**Source document**
The sound was a shriek but I couldn't tell if it was laughter or crying. Then it stopped. Suddenly, again, and I ran outside. Silas, the only one I could see, was nearly speechless:
she ... (pointing) fell in there -- help her, mom!
I turned around to see where he was pointing: Eden, hysterical, was trying to climb out of the basement window well, where she'd fallen, apparently through the plexiglas covering it.
I pulled her out and tried to assess injury. She was standing, breathing, crying.
I felt the back of her head -- a huge goose egg, already risen.
We came inside, and for about an hour she cried, and we held ice on it. I sat trying to remember things about concussions -- Max was a head-hitter when we were growing up and once lost memory for some hours. So I asked questions: why are we wearing green today? who turned the milk green this morning? who was in the yard with you? She tracked with me.
I quickly googled concussions -- watch for dilated eyes, confusion, tingling arms or hands, double vision or loss of vision, nausea etc. None applied.
My mom came over for corned beef and cabbage, and we took turns holding weepy E. The grumpy pediatrician called me back and told me which hospital to go to if any severe symptoms developed.
I took Eden up to the bathroom, still crying, and sitting there she asked why she couldn't see me. I watched her hand opening and closing, opening and closing.
You can't see me?
I can't see anything. Why does my hand feel so weird? She opened and closed it.

**Entries supplied**

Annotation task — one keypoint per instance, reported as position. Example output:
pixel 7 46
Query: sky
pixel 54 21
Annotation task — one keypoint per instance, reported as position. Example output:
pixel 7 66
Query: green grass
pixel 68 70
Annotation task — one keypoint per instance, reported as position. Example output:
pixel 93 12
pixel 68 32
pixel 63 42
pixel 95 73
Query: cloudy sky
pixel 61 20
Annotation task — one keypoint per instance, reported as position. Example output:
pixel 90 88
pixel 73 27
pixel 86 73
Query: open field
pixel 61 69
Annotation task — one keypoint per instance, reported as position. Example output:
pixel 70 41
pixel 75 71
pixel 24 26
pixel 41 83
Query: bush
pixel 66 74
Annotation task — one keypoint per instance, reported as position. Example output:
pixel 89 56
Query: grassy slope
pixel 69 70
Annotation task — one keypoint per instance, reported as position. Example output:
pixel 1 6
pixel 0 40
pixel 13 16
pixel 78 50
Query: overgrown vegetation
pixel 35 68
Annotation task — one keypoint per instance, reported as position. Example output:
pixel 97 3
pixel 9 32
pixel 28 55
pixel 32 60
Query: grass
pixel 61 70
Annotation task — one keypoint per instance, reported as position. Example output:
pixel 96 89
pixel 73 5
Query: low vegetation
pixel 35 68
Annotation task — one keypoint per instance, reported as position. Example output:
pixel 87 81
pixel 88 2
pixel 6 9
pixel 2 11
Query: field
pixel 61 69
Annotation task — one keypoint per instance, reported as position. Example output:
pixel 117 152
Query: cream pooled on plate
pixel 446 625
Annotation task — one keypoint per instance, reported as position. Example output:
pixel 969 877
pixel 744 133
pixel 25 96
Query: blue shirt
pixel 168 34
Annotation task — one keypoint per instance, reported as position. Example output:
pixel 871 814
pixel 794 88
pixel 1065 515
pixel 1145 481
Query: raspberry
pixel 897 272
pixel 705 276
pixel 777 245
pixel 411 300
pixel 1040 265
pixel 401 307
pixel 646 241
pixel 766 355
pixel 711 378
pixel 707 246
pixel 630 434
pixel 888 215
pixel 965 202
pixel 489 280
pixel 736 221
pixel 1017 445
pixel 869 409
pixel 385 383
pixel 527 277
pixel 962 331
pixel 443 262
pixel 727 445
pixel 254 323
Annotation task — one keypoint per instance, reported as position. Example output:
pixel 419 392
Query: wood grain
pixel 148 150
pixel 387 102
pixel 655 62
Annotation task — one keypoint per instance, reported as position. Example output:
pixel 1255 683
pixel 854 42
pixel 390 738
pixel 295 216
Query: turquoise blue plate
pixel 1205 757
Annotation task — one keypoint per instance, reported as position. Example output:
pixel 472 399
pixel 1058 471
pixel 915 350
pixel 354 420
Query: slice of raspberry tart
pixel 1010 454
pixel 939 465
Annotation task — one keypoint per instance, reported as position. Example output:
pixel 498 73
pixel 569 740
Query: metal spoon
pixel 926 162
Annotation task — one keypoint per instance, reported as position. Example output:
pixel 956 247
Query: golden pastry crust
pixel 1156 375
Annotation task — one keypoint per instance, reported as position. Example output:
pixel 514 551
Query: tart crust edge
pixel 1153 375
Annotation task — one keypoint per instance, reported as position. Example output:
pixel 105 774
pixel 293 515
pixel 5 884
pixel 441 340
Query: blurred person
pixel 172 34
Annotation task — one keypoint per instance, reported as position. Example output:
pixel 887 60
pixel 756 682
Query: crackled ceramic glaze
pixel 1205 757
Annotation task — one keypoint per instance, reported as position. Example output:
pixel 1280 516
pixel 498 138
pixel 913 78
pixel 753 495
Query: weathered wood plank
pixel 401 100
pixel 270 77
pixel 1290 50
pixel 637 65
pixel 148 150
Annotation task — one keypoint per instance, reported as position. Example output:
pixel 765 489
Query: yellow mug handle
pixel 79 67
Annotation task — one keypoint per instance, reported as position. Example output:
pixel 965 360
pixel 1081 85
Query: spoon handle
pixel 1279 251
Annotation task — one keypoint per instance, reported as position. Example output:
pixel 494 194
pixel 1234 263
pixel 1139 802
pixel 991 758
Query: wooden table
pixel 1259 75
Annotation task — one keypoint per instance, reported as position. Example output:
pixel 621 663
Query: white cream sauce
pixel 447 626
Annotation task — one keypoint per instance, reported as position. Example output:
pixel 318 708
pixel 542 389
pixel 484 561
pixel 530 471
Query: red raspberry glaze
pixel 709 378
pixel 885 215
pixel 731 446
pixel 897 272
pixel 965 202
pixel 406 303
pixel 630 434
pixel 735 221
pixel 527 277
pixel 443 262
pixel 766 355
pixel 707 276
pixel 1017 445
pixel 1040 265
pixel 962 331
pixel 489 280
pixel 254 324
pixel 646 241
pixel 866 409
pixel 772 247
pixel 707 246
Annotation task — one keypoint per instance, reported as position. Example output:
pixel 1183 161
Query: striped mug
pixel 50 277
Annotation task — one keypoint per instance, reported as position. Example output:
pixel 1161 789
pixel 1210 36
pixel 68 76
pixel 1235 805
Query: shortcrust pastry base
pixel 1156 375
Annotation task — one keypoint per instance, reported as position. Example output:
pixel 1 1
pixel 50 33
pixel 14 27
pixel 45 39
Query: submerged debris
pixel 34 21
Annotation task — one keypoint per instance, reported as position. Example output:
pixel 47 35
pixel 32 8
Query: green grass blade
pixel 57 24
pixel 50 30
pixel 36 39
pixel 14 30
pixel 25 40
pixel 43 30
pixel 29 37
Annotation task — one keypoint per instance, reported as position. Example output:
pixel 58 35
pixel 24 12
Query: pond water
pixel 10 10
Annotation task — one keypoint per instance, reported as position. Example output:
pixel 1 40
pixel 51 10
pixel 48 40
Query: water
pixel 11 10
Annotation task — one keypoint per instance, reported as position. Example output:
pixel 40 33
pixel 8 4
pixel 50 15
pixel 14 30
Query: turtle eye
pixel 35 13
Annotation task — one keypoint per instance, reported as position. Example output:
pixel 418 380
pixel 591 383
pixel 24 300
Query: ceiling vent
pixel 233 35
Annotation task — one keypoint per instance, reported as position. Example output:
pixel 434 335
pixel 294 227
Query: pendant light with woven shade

**Work order 1**
Using the account of Eden's fall, say whether each statement agrees with it. Answer yes or no, and quote the deciding words from the account.
(a) Eden fell through plexiglas that covered the basement window well.
(b) At least one of the concussion symptoms the narrator looked up applied to Eden.
(c) The pediatrician told the narrator to bring Eden to the hospital right away.
**Work order 2**
Answer these questions from the account of Eden's fall.
(a) What did the narrator find on the back of Eden's head?
(b) Who came over for corned beef and cabbage?
(c) For about how long did Eden cry after they came inside?
**Work order 3**
Set down word for word the part of the account of Eden's fall from "I turned around" up to and including "plexiglas covering it.".

**Written response 1**
(a) Yes: "where she'd fallen, apparently through the plexiglas covering it."
(b) No: "None applied."
(c) No: "told me which hospital to go to if any severe symptoms developed."

**Written response 2**
(a) A huge goose egg, already risen.
(b) The narrator's mom.
(c) About an hour.

**Written response 3**
I turned around to see where he was pointing: Eden, hysterical, was trying to climb out of the basement window well, where she'd fallen, apparently through the plexiglas covering it.